Your tasks:
1. Decide whether each statement below, marked (a), (b) and (c), agrees with the CDC feature map, answering yes or no and quoting the words of the text that settle it. (a) CDC is turned on separately for each connection through a PRAGMA. (b) By default, change records go into a table named cdc_log. (c) A connection whose stored CaptureDataChangesInfo is None has CDC switched on.
2. Carry the CDC feature map forward from where it stops.

--- START Reading text ---

CDC (Change Data Capture) - Internal Feature Map
Overview
CDC tracks INSERT/UPDATE/DELETE changes on database tables by writing change records into a dedicated CDC table (turso_cdc by default). It is per-connection, enabled via PRAGMA, and operates at the bytecode generation (translate) layer. The sync engine consumes CDC records to push local changes to the remote.
Architecture Diagram
User SQL (INSERT/UPDATE/DELETE/DDL) | v ┌─────────────────────────────────────────────────┐ │ Translate layer (core/translate/) │ │ ┌───────────────────────────────────────────┐ │ │ │ prepare_cdc_if_necessary() │ │ │ │ - checks CaptureDataChangesInfo │ │ │ │ - opens CDC table cursor (OpenWrite) │ │ │ │ - skips if target == CDC table itself │ │ │ └───────────────────────────────────────────┘ │ │ ┌───────────────────────────────────────────┐ │ │ │ emit_cdc_insns() │ │ │ │ - writes (change_id, change_time, │ │ │ │ change_type, table_name, id, │ │ │ │ before, after, updates) into CDC tbl │ │ │ └───────────────────────────────────────────┘ │ │ + emit_cdc_full_record() / emit_cdc_patch_record() │ └─────────────────────────────────────────────────┘ | v CDC table (turso_cdc or custom name) | v ┌─────────────────────────────────────────────────┐ │ Sync engine (sync/engine/) │ │ DatabaseTape reads CDC table → DatabaseChange │ │ → apply/revert → push to remote │ └─────────────────────────────────────────────────┘
Core Data Types
CaptureDataChangesMode
- CaptureDataChangesInfo — core/lib.rs
CDC behavior is controlled by two types:
#[derive(Debug, Clone, Copy, Eq, PartialEq, Ord, PartialOrd)] #[repr(u8)] enum CdcVersion { V1 = 1, V2 = 2, }
const CDC_VERSION_CURRENT: CdcVersion = CdcVersion::V2;
enum CaptureDataChangesMode { Id, // capture only rowid Before, // capture before-image After, // capture after-image Full, // before + after + updates }
struct CaptureDataChangesInfo { mode: CaptureDataChangesMode, table: String, // CDC table name version: Option<CdcVersion>, // schema version (V1 or V2) }
The connection stores Option<CaptureDataChangesInfo> — None means CDC is off.

--- END Reading text ---
--- START Supplied data ---

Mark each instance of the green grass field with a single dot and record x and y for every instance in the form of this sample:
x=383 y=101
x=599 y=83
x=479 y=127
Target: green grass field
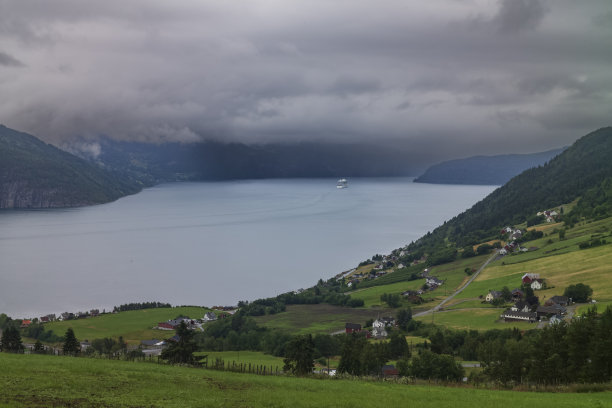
x=371 y=296
x=474 y=319
x=322 y=318
x=244 y=357
x=46 y=381
x=133 y=325
x=591 y=266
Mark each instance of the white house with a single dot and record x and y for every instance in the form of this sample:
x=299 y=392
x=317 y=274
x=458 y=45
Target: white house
x=494 y=294
x=378 y=329
x=537 y=284
x=209 y=317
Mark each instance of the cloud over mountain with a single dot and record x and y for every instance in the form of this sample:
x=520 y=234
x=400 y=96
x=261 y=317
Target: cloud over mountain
x=456 y=76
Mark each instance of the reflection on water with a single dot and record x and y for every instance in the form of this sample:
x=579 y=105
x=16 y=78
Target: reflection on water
x=211 y=243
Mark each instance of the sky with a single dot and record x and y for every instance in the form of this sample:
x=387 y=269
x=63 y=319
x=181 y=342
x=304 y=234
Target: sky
x=457 y=77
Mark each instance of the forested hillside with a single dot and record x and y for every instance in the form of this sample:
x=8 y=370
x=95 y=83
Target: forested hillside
x=37 y=175
x=487 y=170
x=579 y=169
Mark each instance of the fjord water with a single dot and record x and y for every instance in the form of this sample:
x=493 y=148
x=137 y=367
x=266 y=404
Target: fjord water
x=211 y=243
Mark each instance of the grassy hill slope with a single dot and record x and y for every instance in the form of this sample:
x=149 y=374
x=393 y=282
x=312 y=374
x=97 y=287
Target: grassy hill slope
x=34 y=174
x=34 y=381
x=134 y=325
x=581 y=167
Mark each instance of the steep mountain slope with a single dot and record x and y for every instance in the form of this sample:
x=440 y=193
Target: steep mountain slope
x=487 y=170
x=583 y=166
x=211 y=160
x=37 y=175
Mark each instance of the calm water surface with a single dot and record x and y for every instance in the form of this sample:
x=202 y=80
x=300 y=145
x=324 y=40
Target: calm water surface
x=211 y=243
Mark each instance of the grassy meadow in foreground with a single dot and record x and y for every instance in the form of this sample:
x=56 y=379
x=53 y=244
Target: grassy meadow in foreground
x=35 y=381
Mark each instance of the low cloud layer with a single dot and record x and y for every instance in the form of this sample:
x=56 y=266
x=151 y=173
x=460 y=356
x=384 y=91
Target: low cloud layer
x=459 y=77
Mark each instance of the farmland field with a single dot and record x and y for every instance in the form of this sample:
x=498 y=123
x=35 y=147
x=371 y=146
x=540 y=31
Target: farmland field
x=134 y=325
x=322 y=318
x=35 y=381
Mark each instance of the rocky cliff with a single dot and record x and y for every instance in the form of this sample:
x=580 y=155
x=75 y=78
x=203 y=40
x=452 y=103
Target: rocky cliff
x=34 y=174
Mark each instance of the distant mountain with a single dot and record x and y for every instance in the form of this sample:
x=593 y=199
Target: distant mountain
x=487 y=170
x=153 y=163
x=583 y=168
x=34 y=174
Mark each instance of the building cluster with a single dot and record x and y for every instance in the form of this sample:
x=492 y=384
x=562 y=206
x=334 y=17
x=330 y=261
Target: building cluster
x=379 y=328
x=529 y=309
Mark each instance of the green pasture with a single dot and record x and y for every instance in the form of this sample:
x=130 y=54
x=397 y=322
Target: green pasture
x=321 y=318
x=591 y=266
x=371 y=296
x=473 y=319
x=134 y=325
x=255 y=358
x=45 y=381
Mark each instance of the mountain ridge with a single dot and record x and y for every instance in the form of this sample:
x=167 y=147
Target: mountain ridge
x=485 y=170
x=34 y=174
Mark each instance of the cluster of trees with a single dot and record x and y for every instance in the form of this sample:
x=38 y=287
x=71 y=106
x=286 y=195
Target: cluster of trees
x=11 y=340
x=37 y=331
x=431 y=366
x=579 y=292
x=580 y=351
x=140 y=306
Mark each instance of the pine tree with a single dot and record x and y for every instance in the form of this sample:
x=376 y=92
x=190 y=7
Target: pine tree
x=71 y=344
x=11 y=340
x=299 y=355
x=181 y=351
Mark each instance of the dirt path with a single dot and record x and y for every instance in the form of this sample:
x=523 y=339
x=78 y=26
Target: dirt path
x=461 y=289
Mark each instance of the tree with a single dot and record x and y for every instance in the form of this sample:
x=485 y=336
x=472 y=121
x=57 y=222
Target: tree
x=392 y=300
x=578 y=293
x=398 y=346
x=71 y=344
x=299 y=355
x=506 y=294
x=11 y=340
x=38 y=347
x=181 y=351
x=350 y=356
x=403 y=318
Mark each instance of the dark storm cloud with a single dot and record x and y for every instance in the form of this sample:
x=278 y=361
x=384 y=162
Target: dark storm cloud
x=453 y=77
x=519 y=15
x=9 y=61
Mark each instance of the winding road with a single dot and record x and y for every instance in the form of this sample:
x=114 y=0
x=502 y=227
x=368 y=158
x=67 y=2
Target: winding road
x=493 y=257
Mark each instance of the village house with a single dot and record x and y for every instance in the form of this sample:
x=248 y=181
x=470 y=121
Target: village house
x=48 y=318
x=517 y=294
x=529 y=277
x=432 y=282
x=492 y=295
x=556 y=319
x=378 y=329
x=352 y=328
x=509 y=315
x=209 y=317
x=550 y=310
x=558 y=300
x=521 y=306
x=537 y=284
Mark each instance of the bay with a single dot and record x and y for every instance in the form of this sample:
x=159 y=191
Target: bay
x=211 y=243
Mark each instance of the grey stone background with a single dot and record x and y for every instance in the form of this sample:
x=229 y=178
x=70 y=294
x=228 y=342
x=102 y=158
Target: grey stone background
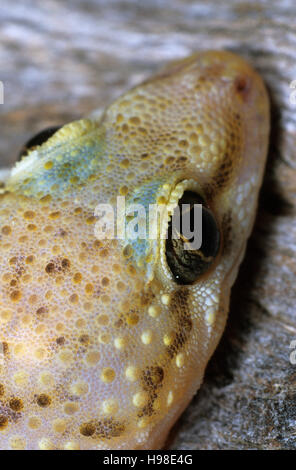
x=61 y=59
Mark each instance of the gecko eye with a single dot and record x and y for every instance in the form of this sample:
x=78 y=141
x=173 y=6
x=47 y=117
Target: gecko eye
x=187 y=265
x=38 y=139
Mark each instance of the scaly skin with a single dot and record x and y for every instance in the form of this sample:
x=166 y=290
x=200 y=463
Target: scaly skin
x=102 y=349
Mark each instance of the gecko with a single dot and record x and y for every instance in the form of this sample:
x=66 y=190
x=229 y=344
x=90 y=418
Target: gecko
x=104 y=342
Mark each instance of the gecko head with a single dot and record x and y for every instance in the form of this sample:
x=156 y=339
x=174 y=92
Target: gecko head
x=105 y=340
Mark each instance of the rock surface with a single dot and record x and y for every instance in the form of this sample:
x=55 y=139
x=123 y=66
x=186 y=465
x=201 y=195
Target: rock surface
x=59 y=63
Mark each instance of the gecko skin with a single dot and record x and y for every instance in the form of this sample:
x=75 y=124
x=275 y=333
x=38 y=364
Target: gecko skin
x=105 y=342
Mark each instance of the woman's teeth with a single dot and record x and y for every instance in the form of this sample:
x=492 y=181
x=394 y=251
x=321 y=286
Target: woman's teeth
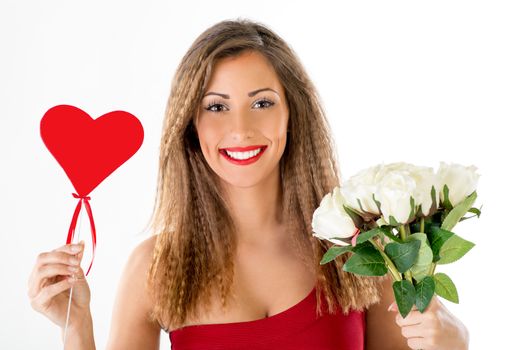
x=243 y=155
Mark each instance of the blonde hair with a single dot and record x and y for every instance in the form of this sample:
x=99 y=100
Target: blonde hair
x=195 y=245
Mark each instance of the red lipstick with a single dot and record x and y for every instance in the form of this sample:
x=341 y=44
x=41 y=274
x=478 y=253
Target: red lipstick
x=247 y=161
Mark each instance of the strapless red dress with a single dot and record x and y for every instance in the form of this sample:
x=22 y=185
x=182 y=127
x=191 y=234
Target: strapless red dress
x=297 y=328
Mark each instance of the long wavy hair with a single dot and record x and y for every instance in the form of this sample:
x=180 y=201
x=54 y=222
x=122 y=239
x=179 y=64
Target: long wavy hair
x=194 y=250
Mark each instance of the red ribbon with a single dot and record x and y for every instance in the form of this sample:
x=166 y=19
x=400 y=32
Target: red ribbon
x=71 y=233
x=354 y=239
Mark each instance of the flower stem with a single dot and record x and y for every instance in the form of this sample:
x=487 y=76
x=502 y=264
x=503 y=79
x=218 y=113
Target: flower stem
x=391 y=267
x=404 y=232
x=432 y=269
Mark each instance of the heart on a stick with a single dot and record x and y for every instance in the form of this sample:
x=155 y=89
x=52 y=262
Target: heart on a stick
x=89 y=150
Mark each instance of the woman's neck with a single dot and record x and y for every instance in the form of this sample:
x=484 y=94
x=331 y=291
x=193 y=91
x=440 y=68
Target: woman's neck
x=256 y=210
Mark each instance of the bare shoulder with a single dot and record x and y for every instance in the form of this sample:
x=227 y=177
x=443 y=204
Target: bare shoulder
x=382 y=332
x=131 y=327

--- END Supplied data ---

Responses in order:
1.
(a) Yes: "It is per-connection, enabled via PRAGMA"
(b) No: "turso_cdc by default"
(c) No: "None means CDC is off."

2.
Key methods on CdcVersion :
-
has_commit_record() — self >= V2 , gates COMMIT record emission
-
Display /FromStr — round-trips "v1" ↔ V1 , "v2" ↔ V2
Key methods on CaptureDataChangesInfo :
-
parse(value: &str, version: Option<CdcVersion>) — parses PRAGMA argument "<mode>[,<table_name>]" , returns None for "off"
-
cdc_version() — returns CdcVersion (panics if version is None). Single accessor replacing old is_v1() /is_v2() /version() methods.
-
has_before() / has_after() / has_updates() — mode capability checks
-
mode_name() — returns mode as string
Convenience trait CaptureDataChangesExt on Option<CaptureDataChangesInfo> provides:
-
has_before() / has_after() / has_updates() — delegates to inner, returns false for None
-
table() — returns Option<&str> , None when CDC is off
CDC Table Schema v1
Default table name: turso_cdc (constant TURSO_CDC_DEFAULT_TABLE_NAME )
CREATE TABLE turso_cdc ( change_id INTEGER PRIMARY KEY AUTOINCREMENT, change_time INTEGER, -- unixepoch() change_type INTEGER, -- 1=INSERT, 0=UPDATE, -1=DELETE table_name TEXT, id <untyped>, -- rowid of changed row before BLOB, -- binary record (before-image) after BLOB, -- binary record (after-image) updates BLOB -- binary record of per-column changes );
CDC Table Schema v2 (current)
CREATE TABLE turso_cdc ( change_id INTEGER PRIMARY KEY AUTOINCREMENT, change_time INTEGER, -- unixepoch() change_type INTEGER, -- 1=INSERT, 0=UPDATE, -1=DELETE, 2=COMMIT table_name TEXT, id <untyped>, -- rowid of changed row before BLOB, -- binary record (before-image) after BLOB, -- binary record (after-image) updates BLOB, -- binary record of per-column changes change_txn_id INTEGER -- transaction ID (groups rows into transactions) );
v2 adds:
-
change_txn_id column — groups CDC rows by transaction. Assigned via conn_txn_id(candidate) opcode which get-or-sets a per-connection transaction ID.
-
change_type=2 (COMMIT) records — mark transaction boundaries. Emitted once per statement in autocommit mode, or on explicit COMMIT .
The CDC table is created at runtime by the InitCdcVersion opcode via CREATE TABLE IF NOT EXISTS .
CDC Version Table
When CDC is first enabled, a version tracking table is created:
CREATE TABLE turso_cdc_version ( table_name TEXT PRIMARY KEY, version TEXT NOT NULL );
Current version: CDC_VERSION_CURRENT = CdcVersion::V2 (defined in core/lib.rs , re-exported from core/translate/pragma.rs )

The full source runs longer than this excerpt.